EJERCICIO:
Prosigue el texto sobre la responsabilidad de quienes cometen atrocidades obedeciendo órdenes a partir de su última oración.

FRAGMENTO DE TEXTO:
▼

Esto es válido incluso para el soldado que dispara su fusil en la sien de otro hombre. El condenado fue puesto allí por otros hombres. El que aprieta el gatillo no es más que el último eslabón de la cadena de quien se espera no se haga más preguntas. “Como la mayor parte de la gente, no pedí convertirme en asesino, Si hubiera estado en mi mano, me habría dedicado a la literatura”, concluye el oficial nazi.
Ciertamente hay sicópatas en la guerra que se solazan con la crueldad. Pero las atrocidades masivas son cometidas por hombres y mujeres que siguen haciendo en la guerra lo mismo que hacían durante los tiempos de paz: obedecer órdenes. “Los hombres corrientes que forman el Estado son el auténtico peligro. El auténtico peligro para el hombre soy yo, y sois vosotros”, dice el personaje.
Él no escogió estar allí de la misma forma que la víctima tampoco lo hizo, argumenta el torturador. ¿De veras? ¿No hay elección? ¿Lo único que nos separa de convertirnos en un asesino –peor aún en un torturador- son las circunstancias? Creer eso y aceptarlo es la verdadera maldad, y ésa es en el fondo, la tesis de este libro terrible y desesperanzador.
Cientos de miles de iraquíes inocentes han muerto “por culpa de nadie”. Ellos no participaron en el ataque a las torres de Nueva York y la mayoría no había tenido alguna relación con norteamericanos como los que oprimieron el gatillo que segó sus vidas. No es “culpable” el académico neoconservador que en calidad de asesor impulsó la tesis del “castigo preventivo contra los enemigos de Norteamérica”, ni el presidente reconvertido al evangelio urgido en dar un golpe por razones de Estado, ni el general eficiente que optimiza el número de víctimas. Y desde luego tampoco es culpable el soldado que dispara a un turbante amenazador. Ni el oficial que “interroga” prisioneros, convencido de que la información que arranque salvara vidas de compatriotas. Todos “hacen” su deber. Sólo son personas cumpliendo con su trabajo, es decir, desencadenando el mal, de manera sistemática, atroz y devastadora.

▲

DATOS DE ESTUDIO:
▼

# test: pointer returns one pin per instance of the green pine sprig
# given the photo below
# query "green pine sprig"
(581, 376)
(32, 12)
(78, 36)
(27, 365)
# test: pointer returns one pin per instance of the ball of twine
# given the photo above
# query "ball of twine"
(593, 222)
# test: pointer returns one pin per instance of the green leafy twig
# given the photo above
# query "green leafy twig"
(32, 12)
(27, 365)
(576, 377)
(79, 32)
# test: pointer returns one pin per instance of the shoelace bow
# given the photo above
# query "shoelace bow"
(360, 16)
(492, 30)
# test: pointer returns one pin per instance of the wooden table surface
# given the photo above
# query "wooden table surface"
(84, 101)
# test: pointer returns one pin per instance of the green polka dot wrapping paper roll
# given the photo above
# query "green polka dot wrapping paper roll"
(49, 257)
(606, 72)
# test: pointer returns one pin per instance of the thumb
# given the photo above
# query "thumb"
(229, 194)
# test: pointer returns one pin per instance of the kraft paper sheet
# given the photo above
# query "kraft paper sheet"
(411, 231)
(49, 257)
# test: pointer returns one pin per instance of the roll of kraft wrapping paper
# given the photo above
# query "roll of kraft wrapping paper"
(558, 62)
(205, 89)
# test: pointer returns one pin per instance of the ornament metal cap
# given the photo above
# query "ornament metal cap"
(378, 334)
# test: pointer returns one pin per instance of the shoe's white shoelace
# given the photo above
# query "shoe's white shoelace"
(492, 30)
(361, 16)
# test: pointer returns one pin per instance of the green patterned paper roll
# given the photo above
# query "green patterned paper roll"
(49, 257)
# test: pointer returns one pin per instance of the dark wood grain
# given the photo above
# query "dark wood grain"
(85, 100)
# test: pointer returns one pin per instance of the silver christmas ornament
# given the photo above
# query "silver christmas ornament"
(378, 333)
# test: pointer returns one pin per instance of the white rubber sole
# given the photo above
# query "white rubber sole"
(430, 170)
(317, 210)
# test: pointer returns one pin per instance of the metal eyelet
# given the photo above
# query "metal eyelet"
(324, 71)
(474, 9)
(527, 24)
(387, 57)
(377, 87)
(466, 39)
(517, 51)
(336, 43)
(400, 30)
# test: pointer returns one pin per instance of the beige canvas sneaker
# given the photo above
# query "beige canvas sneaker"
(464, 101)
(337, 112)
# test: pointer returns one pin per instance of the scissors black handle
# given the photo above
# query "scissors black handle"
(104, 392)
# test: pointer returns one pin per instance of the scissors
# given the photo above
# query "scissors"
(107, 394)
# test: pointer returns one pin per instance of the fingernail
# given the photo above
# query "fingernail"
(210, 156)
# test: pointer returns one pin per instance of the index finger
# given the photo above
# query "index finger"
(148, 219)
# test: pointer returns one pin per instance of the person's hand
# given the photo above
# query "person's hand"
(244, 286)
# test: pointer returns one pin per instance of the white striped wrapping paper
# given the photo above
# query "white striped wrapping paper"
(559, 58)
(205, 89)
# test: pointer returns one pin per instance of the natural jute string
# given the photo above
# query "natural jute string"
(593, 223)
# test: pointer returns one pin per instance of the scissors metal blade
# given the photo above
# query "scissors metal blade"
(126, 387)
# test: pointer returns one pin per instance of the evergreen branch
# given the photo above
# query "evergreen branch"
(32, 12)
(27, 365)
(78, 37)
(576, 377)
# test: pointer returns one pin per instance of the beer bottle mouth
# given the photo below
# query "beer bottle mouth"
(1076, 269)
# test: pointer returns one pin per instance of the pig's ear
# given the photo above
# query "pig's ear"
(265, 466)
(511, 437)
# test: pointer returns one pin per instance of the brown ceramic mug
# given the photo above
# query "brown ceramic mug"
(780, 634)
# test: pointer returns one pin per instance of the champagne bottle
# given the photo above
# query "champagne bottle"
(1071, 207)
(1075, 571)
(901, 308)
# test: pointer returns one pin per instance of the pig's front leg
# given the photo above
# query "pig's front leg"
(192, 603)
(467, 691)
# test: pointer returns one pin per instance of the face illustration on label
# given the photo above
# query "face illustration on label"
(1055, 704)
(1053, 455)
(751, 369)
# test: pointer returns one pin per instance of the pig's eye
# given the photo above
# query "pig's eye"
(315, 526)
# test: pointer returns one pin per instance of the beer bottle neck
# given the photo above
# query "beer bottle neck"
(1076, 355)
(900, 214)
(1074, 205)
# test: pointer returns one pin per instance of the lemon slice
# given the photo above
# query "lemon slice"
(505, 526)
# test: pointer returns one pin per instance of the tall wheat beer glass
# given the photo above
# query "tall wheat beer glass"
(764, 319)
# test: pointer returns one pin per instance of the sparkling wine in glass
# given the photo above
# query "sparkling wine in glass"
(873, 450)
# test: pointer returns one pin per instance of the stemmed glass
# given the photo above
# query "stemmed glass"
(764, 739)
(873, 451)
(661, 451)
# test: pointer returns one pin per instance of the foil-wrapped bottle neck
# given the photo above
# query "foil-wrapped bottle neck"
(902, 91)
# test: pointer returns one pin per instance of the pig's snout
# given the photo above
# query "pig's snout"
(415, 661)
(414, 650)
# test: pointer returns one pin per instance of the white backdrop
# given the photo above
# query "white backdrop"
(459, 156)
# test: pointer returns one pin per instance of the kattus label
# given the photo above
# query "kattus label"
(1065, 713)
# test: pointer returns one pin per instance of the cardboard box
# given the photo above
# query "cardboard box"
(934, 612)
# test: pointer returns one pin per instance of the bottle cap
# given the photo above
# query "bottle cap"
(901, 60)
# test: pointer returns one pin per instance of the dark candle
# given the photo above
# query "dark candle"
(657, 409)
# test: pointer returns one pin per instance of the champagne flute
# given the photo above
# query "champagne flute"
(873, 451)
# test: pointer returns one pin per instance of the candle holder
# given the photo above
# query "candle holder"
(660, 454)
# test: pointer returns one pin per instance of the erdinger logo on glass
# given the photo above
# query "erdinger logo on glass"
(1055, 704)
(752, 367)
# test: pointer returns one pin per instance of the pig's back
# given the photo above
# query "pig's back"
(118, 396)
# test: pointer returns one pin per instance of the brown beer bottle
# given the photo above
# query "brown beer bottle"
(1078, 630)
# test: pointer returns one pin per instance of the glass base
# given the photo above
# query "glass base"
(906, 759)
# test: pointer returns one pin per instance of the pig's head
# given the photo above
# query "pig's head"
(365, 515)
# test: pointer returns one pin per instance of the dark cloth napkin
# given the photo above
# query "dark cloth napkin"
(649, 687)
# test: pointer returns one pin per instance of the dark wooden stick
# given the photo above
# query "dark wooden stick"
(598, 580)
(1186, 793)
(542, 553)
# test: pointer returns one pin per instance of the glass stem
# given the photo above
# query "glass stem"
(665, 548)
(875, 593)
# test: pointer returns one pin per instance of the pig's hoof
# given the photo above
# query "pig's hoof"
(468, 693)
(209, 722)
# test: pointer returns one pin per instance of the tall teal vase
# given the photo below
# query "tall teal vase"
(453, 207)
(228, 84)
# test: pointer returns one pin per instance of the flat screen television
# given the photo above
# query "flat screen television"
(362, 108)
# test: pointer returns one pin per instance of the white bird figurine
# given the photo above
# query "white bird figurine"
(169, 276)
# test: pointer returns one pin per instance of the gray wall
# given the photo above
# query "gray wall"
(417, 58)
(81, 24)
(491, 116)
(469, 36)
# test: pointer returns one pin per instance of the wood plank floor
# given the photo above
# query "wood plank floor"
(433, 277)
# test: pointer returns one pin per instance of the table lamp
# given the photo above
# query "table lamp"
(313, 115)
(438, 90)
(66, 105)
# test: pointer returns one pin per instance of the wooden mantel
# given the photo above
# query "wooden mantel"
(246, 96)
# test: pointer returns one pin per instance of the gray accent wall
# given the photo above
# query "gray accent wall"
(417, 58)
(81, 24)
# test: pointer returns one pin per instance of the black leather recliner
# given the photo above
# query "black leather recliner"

▲

RESULTADO DEL EJERCICIO:
Es exactamente el mismo mecanismo que permite la reproducción de la corrupción o la injusticia en México. Eso es lo que lleva a muchas personas a dormir con tranquilidad a pesar de trabajar en juzgados y prisiones de Chiapas que han condenado a chivos expiatorios por la matanza de Acteal; o lo que conduce a ministras de la Suprema Corte como Olga Sánchez Cordero a votar a favor del “Gober Precioso” y su procuradora, a pesar de que eso abrirá la impunidad de otros gobernadores para torturar y victimizar. La verdadera maldad no reside en el pederasta que atormenta a menores, el funcionario que urde corruptelas o el judicial que secuestra personas en sus ratos libres. El corazón del mal consiste en creer que eso no tiene que ver con nosotros, y que, cuando lo tiene, creer que el hecho de obedecer órdenes nos exime de toda responsabilidad. El verdadero mal consiste en vivir de rodillas.